Where the line with "Mark the hillside" appears below, start writing out lines exactly, and finish with the line with "Mark the white", which is included; write out nothing else.

##### DATA SUPPLIED

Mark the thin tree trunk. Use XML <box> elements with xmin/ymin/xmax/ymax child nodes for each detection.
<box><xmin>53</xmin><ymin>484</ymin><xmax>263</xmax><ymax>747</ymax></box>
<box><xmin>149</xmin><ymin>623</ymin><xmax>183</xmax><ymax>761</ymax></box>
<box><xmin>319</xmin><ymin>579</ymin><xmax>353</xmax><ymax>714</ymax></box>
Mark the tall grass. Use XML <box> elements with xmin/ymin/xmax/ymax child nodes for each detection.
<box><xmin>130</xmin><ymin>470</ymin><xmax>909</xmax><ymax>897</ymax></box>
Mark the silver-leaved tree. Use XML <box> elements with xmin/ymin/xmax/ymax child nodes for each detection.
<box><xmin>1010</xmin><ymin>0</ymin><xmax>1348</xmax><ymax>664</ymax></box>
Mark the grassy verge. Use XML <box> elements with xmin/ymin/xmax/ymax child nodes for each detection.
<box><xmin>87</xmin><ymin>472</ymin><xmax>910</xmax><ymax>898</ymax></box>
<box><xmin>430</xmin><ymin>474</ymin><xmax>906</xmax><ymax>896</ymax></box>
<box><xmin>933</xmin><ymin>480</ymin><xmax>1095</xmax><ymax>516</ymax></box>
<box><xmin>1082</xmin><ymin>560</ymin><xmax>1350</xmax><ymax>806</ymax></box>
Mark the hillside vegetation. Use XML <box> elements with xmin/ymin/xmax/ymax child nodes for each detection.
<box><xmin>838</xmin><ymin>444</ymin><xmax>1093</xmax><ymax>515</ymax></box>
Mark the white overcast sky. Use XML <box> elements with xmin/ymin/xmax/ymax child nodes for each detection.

##########
##### DATA SUPPLIED

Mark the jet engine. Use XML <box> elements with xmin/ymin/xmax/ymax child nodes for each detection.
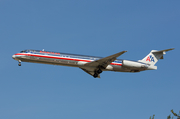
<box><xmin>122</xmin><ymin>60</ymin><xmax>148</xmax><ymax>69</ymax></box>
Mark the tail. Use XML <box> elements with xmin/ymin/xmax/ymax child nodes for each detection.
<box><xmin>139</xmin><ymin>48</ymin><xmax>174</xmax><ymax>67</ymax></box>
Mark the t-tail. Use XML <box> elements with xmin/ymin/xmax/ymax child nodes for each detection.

##########

▸ YOUR SOLUTION
Mark the hillside vegetation. Use XML <box> elements with xmin/ymin/xmax/ymax child nodes for each detection.
<box><xmin>838</xmin><ymin>444</ymin><xmax>1093</xmax><ymax>515</ymax></box>
Mark the white overcast sky. Use XML <box> elements with xmin/ymin/xmax/ymax child nodes for each detection.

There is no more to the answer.